» EXERCISE
Count the lines in the data below that contain the word "reflective" and reply with only that number.

(Point placement records)

((

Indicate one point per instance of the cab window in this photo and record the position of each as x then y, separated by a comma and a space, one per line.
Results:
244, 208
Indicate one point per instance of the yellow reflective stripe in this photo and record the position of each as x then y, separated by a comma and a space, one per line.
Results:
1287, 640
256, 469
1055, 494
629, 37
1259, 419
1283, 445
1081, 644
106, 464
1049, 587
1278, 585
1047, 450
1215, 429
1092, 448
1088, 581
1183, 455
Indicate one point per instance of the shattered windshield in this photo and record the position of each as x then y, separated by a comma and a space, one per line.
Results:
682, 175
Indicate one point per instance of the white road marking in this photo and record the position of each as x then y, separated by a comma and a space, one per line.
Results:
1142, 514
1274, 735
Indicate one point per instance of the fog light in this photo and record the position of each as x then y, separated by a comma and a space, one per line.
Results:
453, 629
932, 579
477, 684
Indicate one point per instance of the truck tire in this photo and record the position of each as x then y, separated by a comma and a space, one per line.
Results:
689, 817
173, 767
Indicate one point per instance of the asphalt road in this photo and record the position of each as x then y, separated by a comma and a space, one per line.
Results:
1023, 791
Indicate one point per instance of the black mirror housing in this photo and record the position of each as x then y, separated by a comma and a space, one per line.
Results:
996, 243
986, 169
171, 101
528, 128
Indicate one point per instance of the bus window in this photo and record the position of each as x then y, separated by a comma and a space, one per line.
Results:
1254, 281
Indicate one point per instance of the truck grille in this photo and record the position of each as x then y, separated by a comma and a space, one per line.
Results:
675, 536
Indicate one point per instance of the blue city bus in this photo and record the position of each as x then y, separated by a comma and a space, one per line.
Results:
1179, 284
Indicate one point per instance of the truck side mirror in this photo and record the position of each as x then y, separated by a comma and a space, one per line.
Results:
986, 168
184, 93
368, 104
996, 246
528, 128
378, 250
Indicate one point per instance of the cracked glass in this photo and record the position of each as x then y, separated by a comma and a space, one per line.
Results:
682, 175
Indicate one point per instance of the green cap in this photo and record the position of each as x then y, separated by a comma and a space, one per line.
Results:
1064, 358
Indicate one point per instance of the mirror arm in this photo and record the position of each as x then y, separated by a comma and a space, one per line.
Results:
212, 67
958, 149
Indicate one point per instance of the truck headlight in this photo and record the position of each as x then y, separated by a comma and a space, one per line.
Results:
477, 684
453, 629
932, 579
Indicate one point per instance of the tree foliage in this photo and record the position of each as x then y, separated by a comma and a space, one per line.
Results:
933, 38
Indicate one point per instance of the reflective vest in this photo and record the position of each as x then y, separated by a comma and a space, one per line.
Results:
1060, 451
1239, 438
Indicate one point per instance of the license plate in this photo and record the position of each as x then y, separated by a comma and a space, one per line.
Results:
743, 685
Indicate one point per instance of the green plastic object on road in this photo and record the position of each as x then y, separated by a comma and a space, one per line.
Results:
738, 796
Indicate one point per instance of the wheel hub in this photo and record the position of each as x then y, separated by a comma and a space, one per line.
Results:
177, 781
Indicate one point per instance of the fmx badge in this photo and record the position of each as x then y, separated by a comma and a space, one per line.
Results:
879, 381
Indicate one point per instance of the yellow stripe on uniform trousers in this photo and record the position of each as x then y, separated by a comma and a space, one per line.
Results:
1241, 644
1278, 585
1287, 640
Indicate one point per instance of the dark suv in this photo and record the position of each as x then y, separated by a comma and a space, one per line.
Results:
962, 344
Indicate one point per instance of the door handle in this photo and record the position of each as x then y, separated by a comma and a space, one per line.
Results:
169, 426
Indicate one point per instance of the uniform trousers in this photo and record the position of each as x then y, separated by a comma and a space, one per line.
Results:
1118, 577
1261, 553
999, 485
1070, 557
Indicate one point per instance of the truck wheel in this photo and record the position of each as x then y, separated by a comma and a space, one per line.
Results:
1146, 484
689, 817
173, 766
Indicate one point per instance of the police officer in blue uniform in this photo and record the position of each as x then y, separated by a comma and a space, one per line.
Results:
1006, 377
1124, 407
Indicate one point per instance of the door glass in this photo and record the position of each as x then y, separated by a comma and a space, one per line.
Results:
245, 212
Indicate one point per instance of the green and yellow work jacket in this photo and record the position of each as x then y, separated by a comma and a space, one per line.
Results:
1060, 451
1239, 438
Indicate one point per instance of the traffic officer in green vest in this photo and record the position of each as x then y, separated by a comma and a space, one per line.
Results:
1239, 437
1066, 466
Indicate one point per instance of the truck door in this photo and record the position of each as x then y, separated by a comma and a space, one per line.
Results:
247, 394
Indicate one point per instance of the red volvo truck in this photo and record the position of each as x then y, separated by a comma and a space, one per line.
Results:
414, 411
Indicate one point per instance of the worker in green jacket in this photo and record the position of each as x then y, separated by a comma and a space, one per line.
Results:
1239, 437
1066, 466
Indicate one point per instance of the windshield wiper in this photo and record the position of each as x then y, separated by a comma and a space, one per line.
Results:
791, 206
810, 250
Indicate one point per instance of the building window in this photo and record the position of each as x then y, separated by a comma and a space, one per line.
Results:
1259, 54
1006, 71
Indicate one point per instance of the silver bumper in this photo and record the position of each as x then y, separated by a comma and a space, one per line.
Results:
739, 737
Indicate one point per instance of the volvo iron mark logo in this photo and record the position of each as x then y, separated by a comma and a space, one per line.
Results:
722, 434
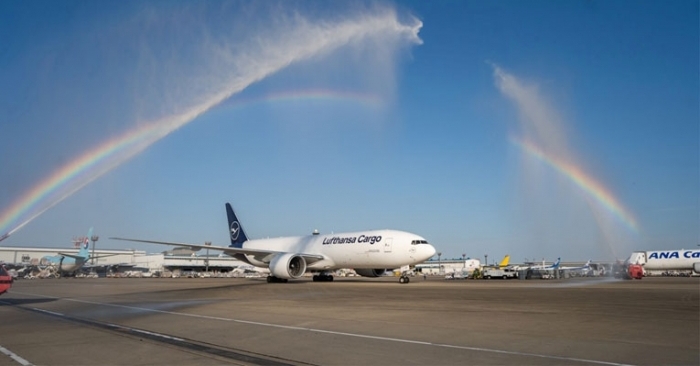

))

» EXPECTED ANSWER
2